>>>
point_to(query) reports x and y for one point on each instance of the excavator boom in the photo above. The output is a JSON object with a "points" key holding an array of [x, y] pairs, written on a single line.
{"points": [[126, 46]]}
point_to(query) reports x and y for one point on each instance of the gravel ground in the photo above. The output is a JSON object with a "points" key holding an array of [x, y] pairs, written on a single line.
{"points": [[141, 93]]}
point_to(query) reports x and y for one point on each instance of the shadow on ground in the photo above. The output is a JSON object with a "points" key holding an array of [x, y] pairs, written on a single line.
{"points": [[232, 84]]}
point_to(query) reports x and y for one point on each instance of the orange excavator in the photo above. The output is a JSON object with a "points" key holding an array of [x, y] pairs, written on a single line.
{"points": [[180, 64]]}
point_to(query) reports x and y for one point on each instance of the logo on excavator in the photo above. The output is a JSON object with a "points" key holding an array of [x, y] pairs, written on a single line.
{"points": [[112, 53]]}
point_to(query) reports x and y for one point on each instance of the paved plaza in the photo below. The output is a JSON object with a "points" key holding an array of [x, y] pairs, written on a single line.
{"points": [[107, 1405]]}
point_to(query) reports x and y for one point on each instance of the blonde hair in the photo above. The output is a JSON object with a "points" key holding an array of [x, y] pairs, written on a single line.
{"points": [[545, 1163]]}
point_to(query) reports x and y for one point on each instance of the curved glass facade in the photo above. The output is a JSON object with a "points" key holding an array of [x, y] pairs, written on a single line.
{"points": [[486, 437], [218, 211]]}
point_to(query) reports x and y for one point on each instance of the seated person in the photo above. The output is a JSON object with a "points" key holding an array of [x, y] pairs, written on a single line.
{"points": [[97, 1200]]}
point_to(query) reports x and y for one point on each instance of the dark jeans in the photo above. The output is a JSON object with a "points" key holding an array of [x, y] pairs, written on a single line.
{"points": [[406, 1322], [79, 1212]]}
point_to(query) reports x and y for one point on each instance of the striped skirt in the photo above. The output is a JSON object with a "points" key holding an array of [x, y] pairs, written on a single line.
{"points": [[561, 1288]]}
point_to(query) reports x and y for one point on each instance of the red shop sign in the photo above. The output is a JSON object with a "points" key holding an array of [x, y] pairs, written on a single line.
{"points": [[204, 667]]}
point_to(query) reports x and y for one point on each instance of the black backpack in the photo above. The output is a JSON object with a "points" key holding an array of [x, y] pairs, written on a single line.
<<<
WHAT THE TASK ASKS -> Output the listing above in full. Every line must match.

WRITTEN ANSWER ->
point_to(query) reports x and y for one point on each instance of the excavator boom in the photo above. The output is a JSON object with a "points" key holding an array of [x, y] pairs, written on a single line.
{"points": [[126, 46]]}
point_to(query) reports x and y for one point on each instance of the gravel ground in the photo above. The output is a JSON object with a "points" key holding an array of [x, y] pairs, written on a single line.
{"points": [[141, 93]]}
point_to(query) reports x and y for one point on each instance of the shadow on ground in the photo above. The output is a JSON object with a "points" key holding an array of [x, y] pairs, written on a single line.
{"points": [[232, 84]]}
point_to(query) reports x and y for one point on each instance of the orange excavator in the photo above. The output is a JSON object with a "points" key holding an array of [x, y] pairs, written on a single line.
{"points": [[180, 64]]}
point_to(query) reports x and y for one point on each instance of the logo on excavator in the photo above. The output is a JSON object with a "points" key holding an array of [x, y] pairs, written on a single line.
{"points": [[112, 53]]}
point_to(query) reports x and y for one point on each instance of the paved plaza in the photo below. The output is a JSON object with a "points" key holding an array of [x, y] pairs, written on a single line.
{"points": [[107, 1405]]}
point_to(query) reports x and y for one point on each instance of the blonde hair in the photo above. The output is a JSON object with a "points" key holding an array of [x, y] pairs, written on a single line.
{"points": [[545, 1163]]}
point_to(query) reports x and y for one point on each instance of the curved glass facade in the photo above. The output is a JSON object with a "points" key holding an array of [x, y] pairs, written on a single line.
{"points": [[486, 437], [218, 211]]}
point_to(query) reports x and y for one point on each instance of the seated person in the photo above. The output is a JSON object with a "points" key holding an array of [x, y] pairs, written on a single line.
{"points": [[97, 1200]]}
point_to(query) reports x and y for one point on each instance of the dark jeans in the photo above. The output is a JSON object with a "points" key holding an array of [x, y] pairs, written on a single line.
{"points": [[406, 1322], [79, 1212]]}
point_to(query) reports x and y for one point on each instance of the striped skirt in the photo above. The output is a JSON object with a "points" key holding an array of [x, y] pairs, written on a single line.
{"points": [[561, 1288]]}
point_to(query) reports x and y for one point on each instance of the red shop sign in the photo above. The output is a JSON object with a "points" key holding an array of [x, y] pairs, written on a single line.
{"points": [[204, 667]]}
point_to(query) reports x and y for one point on each instance of the black backpack in the photo above. The output is a JSON object with a "points" key holding an array of [x, y] pairs, written on a single line.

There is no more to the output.